• Task inputs:
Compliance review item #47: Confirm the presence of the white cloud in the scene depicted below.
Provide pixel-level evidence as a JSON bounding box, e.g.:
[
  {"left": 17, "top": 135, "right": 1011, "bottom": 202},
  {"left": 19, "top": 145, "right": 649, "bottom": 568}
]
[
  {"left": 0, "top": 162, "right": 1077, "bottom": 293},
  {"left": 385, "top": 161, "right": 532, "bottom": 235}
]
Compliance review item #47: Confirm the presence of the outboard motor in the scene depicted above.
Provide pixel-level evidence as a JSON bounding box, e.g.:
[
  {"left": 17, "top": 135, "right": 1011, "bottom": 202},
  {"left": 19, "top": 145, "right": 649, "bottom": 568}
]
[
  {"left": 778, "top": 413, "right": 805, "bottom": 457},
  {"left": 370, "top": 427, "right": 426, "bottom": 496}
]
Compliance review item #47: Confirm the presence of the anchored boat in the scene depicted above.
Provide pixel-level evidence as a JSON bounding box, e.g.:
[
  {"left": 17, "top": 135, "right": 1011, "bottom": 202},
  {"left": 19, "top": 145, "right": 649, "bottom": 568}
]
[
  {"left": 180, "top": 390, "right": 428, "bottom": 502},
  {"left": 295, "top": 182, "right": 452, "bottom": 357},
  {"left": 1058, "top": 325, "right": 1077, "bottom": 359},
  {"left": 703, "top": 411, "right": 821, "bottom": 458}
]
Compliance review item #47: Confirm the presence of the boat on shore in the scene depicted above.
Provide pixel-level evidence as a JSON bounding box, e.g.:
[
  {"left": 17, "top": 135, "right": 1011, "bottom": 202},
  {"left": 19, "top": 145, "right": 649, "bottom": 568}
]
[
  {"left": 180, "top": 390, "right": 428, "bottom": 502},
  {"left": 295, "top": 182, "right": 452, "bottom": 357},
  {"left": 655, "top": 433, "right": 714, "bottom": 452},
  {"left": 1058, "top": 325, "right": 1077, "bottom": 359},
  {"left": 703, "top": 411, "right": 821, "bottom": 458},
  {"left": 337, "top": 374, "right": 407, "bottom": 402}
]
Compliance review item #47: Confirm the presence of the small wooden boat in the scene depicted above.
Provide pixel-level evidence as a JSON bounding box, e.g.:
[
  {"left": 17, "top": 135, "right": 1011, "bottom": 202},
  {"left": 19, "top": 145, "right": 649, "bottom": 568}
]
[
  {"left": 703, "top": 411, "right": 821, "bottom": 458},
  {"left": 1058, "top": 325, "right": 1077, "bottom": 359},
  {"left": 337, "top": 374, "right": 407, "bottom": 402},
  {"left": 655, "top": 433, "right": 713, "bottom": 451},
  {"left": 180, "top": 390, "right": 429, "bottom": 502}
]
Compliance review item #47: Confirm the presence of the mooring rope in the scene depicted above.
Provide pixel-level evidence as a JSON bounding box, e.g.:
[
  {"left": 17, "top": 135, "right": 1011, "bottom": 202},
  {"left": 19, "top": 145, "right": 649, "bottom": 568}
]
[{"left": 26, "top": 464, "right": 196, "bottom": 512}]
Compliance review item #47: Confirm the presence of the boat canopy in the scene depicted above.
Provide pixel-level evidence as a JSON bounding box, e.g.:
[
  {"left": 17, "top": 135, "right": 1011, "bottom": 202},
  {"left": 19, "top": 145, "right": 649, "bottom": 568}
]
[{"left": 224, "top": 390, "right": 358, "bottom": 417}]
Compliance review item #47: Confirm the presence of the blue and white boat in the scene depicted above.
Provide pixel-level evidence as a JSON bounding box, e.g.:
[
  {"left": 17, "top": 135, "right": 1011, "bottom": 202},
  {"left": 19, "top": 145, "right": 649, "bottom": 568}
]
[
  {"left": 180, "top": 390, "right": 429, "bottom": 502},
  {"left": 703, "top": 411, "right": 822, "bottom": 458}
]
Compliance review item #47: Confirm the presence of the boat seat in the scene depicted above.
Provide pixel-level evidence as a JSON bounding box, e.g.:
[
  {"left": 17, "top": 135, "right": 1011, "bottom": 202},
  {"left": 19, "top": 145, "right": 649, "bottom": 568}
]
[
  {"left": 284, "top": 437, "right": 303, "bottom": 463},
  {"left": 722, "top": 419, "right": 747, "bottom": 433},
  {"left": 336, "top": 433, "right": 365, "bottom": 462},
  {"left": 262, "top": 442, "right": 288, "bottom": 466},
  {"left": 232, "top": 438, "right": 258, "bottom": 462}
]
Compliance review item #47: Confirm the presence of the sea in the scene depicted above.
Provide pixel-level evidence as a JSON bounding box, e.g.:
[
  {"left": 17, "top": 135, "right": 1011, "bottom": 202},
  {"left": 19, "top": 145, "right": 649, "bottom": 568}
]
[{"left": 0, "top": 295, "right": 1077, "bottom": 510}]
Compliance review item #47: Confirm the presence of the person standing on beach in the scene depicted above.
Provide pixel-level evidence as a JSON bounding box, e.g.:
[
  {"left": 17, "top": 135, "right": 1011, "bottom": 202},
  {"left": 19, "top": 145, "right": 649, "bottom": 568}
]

• Given exercise: Format every line of the data above as a Markdown table with the columns Row and Data line, leaving out blank lines.

• Task answer:
| Row | Data line |
|---|---|
| 1 | Compliance review item #47: Confirm the presence of the white cloud in the scene depicted below. |
| 2 | Provide pixel-level evidence as a JSON bounding box, e.g.: |
| 3 | [ |
| 4 |   {"left": 17, "top": 135, "right": 1011, "bottom": 202}, |
| 5 |   {"left": 19, "top": 145, "right": 649, "bottom": 568} |
| 6 | ] |
| 7 | [ |
| 8 |   {"left": 0, "top": 162, "right": 1077, "bottom": 293}, |
| 9 |   {"left": 385, "top": 161, "right": 532, "bottom": 235} |
| 10 | ] |
| 11 | Compliance review item #47: Confirm the presence of the outboard motor in the scene depicted above. |
| 12 | Provide pixel-level evidence as a JSON bounding box, e.g.: |
| 13 | [ |
| 14 |   {"left": 17, "top": 135, "right": 1011, "bottom": 202}, |
| 15 |   {"left": 19, "top": 145, "right": 649, "bottom": 568} |
| 16 | ] |
| 17 | [ |
| 18 |   {"left": 778, "top": 413, "right": 805, "bottom": 457}, |
| 19 |   {"left": 370, "top": 427, "right": 426, "bottom": 496} |
| 20 | ] |
| 21 | Compliance review item #47: Confirm the presence of the anchored boat in the scene depicted above. |
| 22 | Provide pixel-level evidence as a JSON bounding box, e.g.: |
| 23 | [ |
| 24 |   {"left": 17, "top": 135, "right": 1011, "bottom": 202}, |
| 25 |   {"left": 19, "top": 145, "right": 649, "bottom": 568} |
| 26 | ] |
| 27 | [ |
| 28 |   {"left": 180, "top": 390, "right": 428, "bottom": 502}, |
| 29 |   {"left": 295, "top": 182, "right": 452, "bottom": 357}, |
| 30 |   {"left": 1058, "top": 325, "right": 1077, "bottom": 359}, |
| 31 |   {"left": 703, "top": 411, "right": 821, "bottom": 458} |
| 32 | ] |
| 33 | Compliance review item #47: Confirm the presence of the boat on shore in the scene depicted above. |
| 34 | Provide pixel-level evidence as a JSON bounding box, e.g.: |
| 35 | [ |
| 36 |   {"left": 17, "top": 135, "right": 1011, "bottom": 202}, |
| 37 |   {"left": 19, "top": 145, "right": 649, "bottom": 568} |
| 38 | ] |
| 39 | [ |
| 40 |   {"left": 180, "top": 390, "right": 428, "bottom": 502}, |
| 41 |   {"left": 295, "top": 182, "right": 452, "bottom": 357}, |
| 42 |   {"left": 655, "top": 433, "right": 714, "bottom": 452}, |
| 43 |   {"left": 1058, "top": 325, "right": 1077, "bottom": 359}, |
| 44 |   {"left": 703, "top": 411, "right": 821, "bottom": 458}, |
| 45 |   {"left": 337, "top": 374, "right": 407, "bottom": 402} |
| 46 | ] |
| 47 | Compliance review item #47: Confirm the presence of the small wooden boat in the scene depicted above. |
| 48 | Provide pixel-level evidence as a JSON bounding box, e.g.: |
| 49 | [ |
| 50 |   {"left": 17, "top": 135, "right": 1011, "bottom": 202}, |
| 51 |   {"left": 19, "top": 145, "right": 649, "bottom": 568} |
| 52 | ] |
| 53 | [ |
| 54 |   {"left": 703, "top": 411, "right": 821, "bottom": 458}, |
| 55 |   {"left": 1058, "top": 325, "right": 1077, "bottom": 359}, |
| 56 |   {"left": 337, "top": 374, "right": 407, "bottom": 402}, |
| 57 |   {"left": 655, "top": 433, "right": 713, "bottom": 451}, |
| 58 |   {"left": 180, "top": 390, "right": 429, "bottom": 502} |
| 59 | ] |
| 60 | Compliance review item #47: Confirm the presence of the mooring rope in the scene depicted above. |
| 61 | Provide pixel-level evidence as a JSON bounding box, e.g.: |
| 62 | [ |
| 63 |   {"left": 17, "top": 135, "right": 1011, "bottom": 202}, |
| 64 |   {"left": 19, "top": 145, "right": 649, "bottom": 568} |
| 65 | ] |
| 66 | [{"left": 26, "top": 464, "right": 196, "bottom": 512}] |
| 67 | Compliance review item #47: Confirm the presence of the boat canopy in the scene depicted above. |
| 68 | Provide pixel-level evidence as a JSON bounding box, e.g.: |
| 69 | [ |
| 70 |   {"left": 17, "top": 135, "right": 1011, "bottom": 202}, |
| 71 |   {"left": 19, "top": 145, "right": 649, "bottom": 568} |
| 72 | ] |
| 73 | [{"left": 224, "top": 390, "right": 358, "bottom": 417}] |
| 74 | Compliance review item #47: Confirm the presence of the blue and white boat in the scene depicted above. |
| 75 | Provide pixel-level evidence as a JSON bounding box, e.g.: |
| 76 | [ |
| 77 |   {"left": 17, "top": 135, "right": 1011, "bottom": 202}, |
| 78 |   {"left": 19, "top": 145, "right": 649, "bottom": 568} |
| 79 | ] |
| 80 | [ |
| 81 |   {"left": 180, "top": 390, "right": 429, "bottom": 502}, |
| 82 |   {"left": 703, "top": 411, "right": 822, "bottom": 458} |
| 83 | ] |
| 84 | Compliance review item #47: Confirm the presence of the boat seat in the scene depicted above. |
| 85 | Provide pixel-level evidence as a JSON bounding box, e.g.: |
| 86 | [ |
| 87 |   {"left": 17, "top": 135, "right": 1011, "bottom": 202}, |
| 88 |   {"left": 19, "top": 145, "right": 649, "bottom": 568} |
| 89 | ] |
| 90 | [ |
| 91 |   {"left": 284, "top": 437, "right": 303, "bottom": 463}, |
| 92 |   {"left": 722, "top": 419, "right": 747, "bottom": 433}, |
| 93 |   {"left": 336, "top": 433, "right": 365, "bottom": 462}, |
| 94 |   {"left": 262, "top": 442, "right": 288, "bottom": 466}, |
| 95 |   {"left": 232, "top": 438, "right": 258, "bottom": 462} |
| 96 | ] |
| 97 | Compliance review item #47: Confirm the presence of the sea in the scene depicted above. |
| 98 | Provide pixel-level evidence as a JSON bounding box, e.g.: |
| 99 | [ |
| 100 |   {"left": 17, "top": 135, "right": 1011, "bottom": 202}, |
| 101 |   {"left": 19, "top": 145, "right": 649, "bottom": 568} |
| 102 | ] |
| 103 | [{"left": 0, "top": 295, "right": 1077, "bottom": 510}] |
| 104 | Compliance review item #47: Confirm the presence of the person standing on beach in the scene depicted above. |
| 105 | Provide pixel-level evidence as a JSON bounding box, e.g.: |
| 106 | [ |
| 107 |   {"left": 17, "top": 135, "right": 1011, "bottom": 202}, |
| 108 |   {"left": 19, "top": 145, "right": 649, "bottom": 568} |
| 109 | ] |